# [Trecho]
◆ ◆ ◆ ◆

O NOVO P. R. P.
A vitória da Revolução, em São Paulo, produziu sobre o velho Partido Republicano Paulista um efeito característico que revelou, aos que lhe observavam a atuação política, qual a debilidade do seu organismo partidário. Não se dissolveu o P. R. P. Das suas fileiras se aproximou a Legião do Sr. Miguel Costa, identificando-a até a elas, muitas vezes, na organização dos seus comitês municipais. O Partido porém ficou, encerrando sob o seu nome o grosso da massa eleitoral paulista, e contando por exceções, as defecções democráticas e legionárias. Mas ficou abatida a sua voz no cenário político. O ambiente de guerra instaurado logo após a vitória do movimento, as punições políticas, as interdições de bens pertencentes a personalidades evidentes da situação extinta, travaram os movimentos dos líderes perrepistas. E o Partido que se desabituara das armas para viver a eterna política de conciliábulos, o Partido que defendia pessoas e não programas, ficou voluntariamente mudo numa hora de riscos como essa, sentindo que só o recolhimento e a prudência lhe podiam ser benéficos. Não havia ideias por que sacrificar os homens. Então que estes de acautelassem, e esperassem a hora pacífica e propícia para virem a campo se reorganizar.
Essa hora veio. A justiça revolucionária pareceu cedo frugalmente saciada. O ambiente de segurança pessoal reinou de novo, a ordem revolucionaria do coronel João Alberto cedeu lugar à ordem pós-revolucionária do Sr. Laudo de Camargo, e então os chefes perrepistas começaram a espreitar, a sondar o perigo, e já agora, ainda que à cautela pareçam dispostas a reorganizar o seu partido falando às fileiras, que desde outubro não recebem ordens de comando. O Sr. Altino Arantes1 adianta à imprensa que a comissão diretora, dentro de uma semana vai deliberar. E fala-se abertamente já de uma convenção em Itú, onde o velho partido paulista dará uma prova numérica do seu esplendor partidário.
Está, pois, renascente o perrepismo, na hora da segurança e da tranquilidade. Agita-se a Constituinte. Em São Paulo está um juiz governando no lugar de um grande tenente. O P. R. P. toca a reunir, para retomar a marcha.
Vem, porém, com um passivo enorme. Com um passivo que não foi criado pelas suas atividades antes de outubro, mas pela sua conduta nestes meses de agitação pós-revolucionária.

◆ ◆ ◆ ◆

[Entradas de apontamento de objetos nomeados]
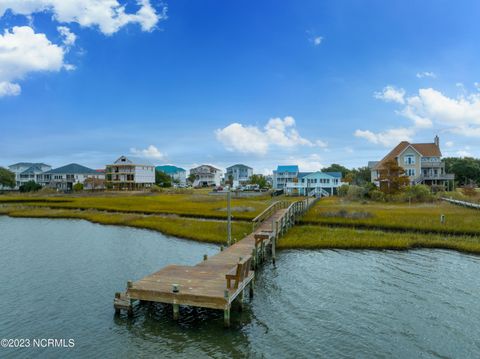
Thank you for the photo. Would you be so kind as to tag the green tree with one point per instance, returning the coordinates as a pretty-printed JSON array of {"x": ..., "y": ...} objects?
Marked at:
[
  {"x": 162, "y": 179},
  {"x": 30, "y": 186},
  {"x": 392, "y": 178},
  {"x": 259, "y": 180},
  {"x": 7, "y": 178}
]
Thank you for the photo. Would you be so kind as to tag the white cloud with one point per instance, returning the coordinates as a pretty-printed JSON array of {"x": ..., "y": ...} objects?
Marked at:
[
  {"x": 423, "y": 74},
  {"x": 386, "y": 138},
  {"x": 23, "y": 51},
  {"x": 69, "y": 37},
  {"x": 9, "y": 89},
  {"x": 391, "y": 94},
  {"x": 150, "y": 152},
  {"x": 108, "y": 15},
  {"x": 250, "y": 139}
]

◆ ◆ ◆ ◆

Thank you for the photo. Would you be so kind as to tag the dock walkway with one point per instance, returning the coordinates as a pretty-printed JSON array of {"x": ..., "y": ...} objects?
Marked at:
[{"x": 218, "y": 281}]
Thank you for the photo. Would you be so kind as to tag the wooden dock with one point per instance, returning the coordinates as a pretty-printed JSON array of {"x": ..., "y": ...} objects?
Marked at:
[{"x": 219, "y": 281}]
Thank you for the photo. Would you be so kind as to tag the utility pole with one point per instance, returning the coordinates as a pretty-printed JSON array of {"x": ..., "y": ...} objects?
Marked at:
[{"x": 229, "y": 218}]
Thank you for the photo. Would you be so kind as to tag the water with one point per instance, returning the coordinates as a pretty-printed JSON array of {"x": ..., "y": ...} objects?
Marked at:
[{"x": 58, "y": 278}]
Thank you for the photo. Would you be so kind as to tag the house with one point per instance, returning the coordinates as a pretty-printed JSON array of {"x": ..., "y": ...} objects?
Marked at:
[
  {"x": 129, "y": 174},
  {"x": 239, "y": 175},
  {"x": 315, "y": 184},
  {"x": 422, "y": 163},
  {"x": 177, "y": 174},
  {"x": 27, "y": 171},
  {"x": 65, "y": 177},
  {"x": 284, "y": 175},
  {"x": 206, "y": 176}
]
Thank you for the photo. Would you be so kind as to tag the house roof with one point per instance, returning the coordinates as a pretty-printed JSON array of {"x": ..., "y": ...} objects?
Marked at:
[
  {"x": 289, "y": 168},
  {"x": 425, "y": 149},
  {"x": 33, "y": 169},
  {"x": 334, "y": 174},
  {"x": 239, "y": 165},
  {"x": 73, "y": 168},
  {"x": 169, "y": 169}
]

◆ ◆ ◆ ◆

# [Pedido 1]
Atualize o trecho sobre o novo P. R. P., de "Essa hora veio." a "seu esplendor partidário.", substituindo "Itú" por "Campinas".
# [Pedido 2]
Quantas linhas dos registros contêm a palavra "pretty"? Responda só com o número.

# [Resposta escrita 1]
Essa hora veio. A justiça revolucionária pareceu cedo frugalmente saciada. O ambiente de segurança pessoal reinou de novo, a ordem revolucionaria do coronel João Alberto cedeu lugar à ordem pós-revolucionária do Sr. Laudo de Camargo, e então os chefes perrepistas começaram a espreitar, a sondar o perigo, e já agora, ainda que à cautela pareçam dispostas a reorganizar o seu partido falando às fileiras, que desde outubro não recebem ordens de comando. O Sr. Altino Arantes1 adianta à imprensa que a comissão diretora, dentro de uma semana vai deliberar. E fala-se abertamente já de uma convenção em Campinas, onde o velho partido paulista dará uma prova numérica do seu esplendor partidário.

# [Resposta escrita 2]
8